WHAT IS BEING ASKED – Please set out the stretch from the start of the listing through the line containing "<point>349,73</point>" as a numbered list, leaving out blank lines.
::: RECORDS FOR THIS TASK
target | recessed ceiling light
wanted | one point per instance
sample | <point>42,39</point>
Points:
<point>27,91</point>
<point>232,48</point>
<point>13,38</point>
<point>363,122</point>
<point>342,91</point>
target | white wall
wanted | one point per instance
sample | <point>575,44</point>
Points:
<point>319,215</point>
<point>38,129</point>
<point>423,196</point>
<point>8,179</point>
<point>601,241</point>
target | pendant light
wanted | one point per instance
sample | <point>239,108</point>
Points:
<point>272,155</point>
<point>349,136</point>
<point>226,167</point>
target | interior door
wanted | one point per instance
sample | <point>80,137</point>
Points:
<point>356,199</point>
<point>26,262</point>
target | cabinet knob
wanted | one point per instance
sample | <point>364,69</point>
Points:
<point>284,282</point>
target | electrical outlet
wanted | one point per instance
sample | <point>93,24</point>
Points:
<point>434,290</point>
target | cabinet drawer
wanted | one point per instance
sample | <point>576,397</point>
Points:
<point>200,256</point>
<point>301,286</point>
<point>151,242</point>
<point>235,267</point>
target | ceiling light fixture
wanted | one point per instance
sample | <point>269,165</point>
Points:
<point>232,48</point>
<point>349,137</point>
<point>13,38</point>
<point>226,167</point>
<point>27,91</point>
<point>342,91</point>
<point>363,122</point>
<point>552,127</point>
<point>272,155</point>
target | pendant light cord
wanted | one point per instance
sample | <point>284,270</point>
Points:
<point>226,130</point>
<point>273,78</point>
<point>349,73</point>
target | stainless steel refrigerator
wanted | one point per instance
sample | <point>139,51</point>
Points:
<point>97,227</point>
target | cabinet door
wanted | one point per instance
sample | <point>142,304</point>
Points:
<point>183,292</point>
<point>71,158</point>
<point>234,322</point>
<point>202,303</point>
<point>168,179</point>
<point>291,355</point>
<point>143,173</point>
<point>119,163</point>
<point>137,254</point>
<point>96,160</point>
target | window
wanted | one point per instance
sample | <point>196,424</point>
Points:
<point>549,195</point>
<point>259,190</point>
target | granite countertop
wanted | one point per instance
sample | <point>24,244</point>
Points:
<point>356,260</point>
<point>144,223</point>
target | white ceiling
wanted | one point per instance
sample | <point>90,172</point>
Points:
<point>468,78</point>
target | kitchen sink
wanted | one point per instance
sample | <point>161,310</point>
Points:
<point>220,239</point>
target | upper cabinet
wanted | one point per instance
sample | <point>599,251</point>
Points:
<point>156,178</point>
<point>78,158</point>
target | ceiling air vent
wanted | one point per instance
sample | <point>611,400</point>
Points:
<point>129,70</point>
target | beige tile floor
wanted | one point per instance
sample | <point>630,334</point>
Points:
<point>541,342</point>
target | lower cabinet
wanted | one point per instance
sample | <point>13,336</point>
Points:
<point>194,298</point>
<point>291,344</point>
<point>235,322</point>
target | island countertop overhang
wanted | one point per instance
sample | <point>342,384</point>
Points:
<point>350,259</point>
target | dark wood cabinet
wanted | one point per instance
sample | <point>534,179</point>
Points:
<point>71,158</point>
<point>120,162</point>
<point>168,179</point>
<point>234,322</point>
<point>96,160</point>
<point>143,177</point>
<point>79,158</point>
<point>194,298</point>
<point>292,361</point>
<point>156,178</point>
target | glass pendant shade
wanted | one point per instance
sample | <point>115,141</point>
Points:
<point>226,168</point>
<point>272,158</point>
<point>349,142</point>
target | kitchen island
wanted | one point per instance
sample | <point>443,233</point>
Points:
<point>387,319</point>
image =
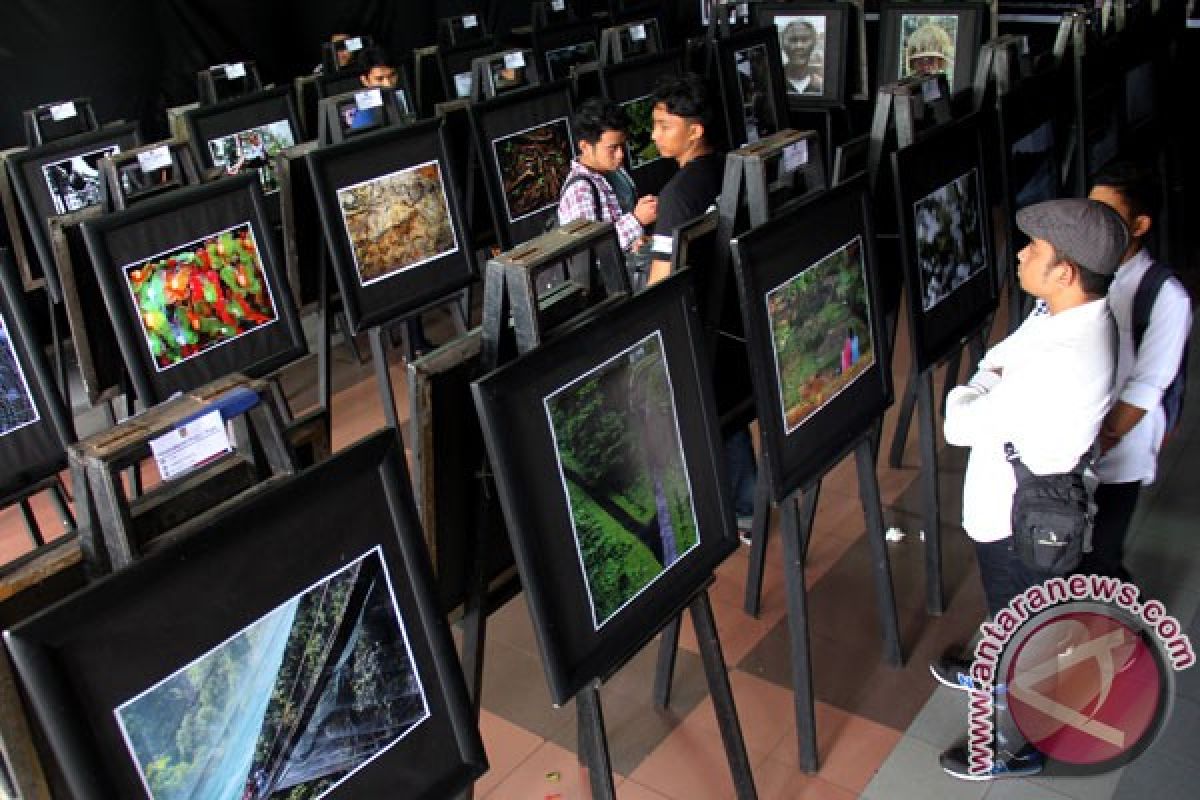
::::::
TASK OUTPUT –
1. target | recessed ceiling light
2. wanted | one point per instance
3. sample | <point>42,39</point>
4. Points:
5. <point>27,91</point>
6. <point>232,48</point>
7. <point>13,38</point>
8. <point>363,122</point>
9. <point>342,91</point>
10. target | white wall
11. wanted | one point per instance
12. sample | <point>575,44</point>
13. Points:
14. <point>319,215</point>
15. <point>38,129</point>
16. <point>423,196</point>
17. <point>8,179</point>
18. <point>601,241</point>
19. target | pendant light
20. wanted | one point per instance
21. sample | <point>239,108</point>
22. Points:
23. <point>272,155</point>
24. <point>349,136</point>
25. <point>226,167</point>
26. target | interior door
27. wanted | one point per instance
28. sample | <point>80,137</point>
29. Points:
30. <point>356,199</point>
31. <point>26,262</point>
32. target | cabinet knob
33. wanted | one point per instance
34. sample | <point>364,69</point>
35. Points:
36. <point>284,282</point>
37. target | electrical outlet
38. wanted | one point per instance
39. sample | <point>93,24</point>
40. Points:
41. <point>434,290</point>
42. target | cabinet drawer
43. wanted | one point per instance
44. sample | <point>576,397</point>
45. Points:
46. <point>200,256</point>
47. <point>301,286</point>
48. <point>151,242</point>
49. <point>235,267</point>
50. target | ceiling light fixture
51. wanted | one point per instance
52. sample | <point>269,165</point>
53. Points:
54. <point>232,48</point>
55. <point>349,137</point>
56. <point>13,38</point>
57. <point>226,167</point>
58. <point>27,91</point>
59. <point>342,91</point>
60. <point>363,122</point>
61. <point>552,127</point>
62. <point>272,155</point>
63. target | pendant light cord
64. wanted | one point per instance
65. sample | <point>284,270</point>
66. Points:
67. <point>226,130</point>
68. <point>273,78</point>
69. <point>349,73</point>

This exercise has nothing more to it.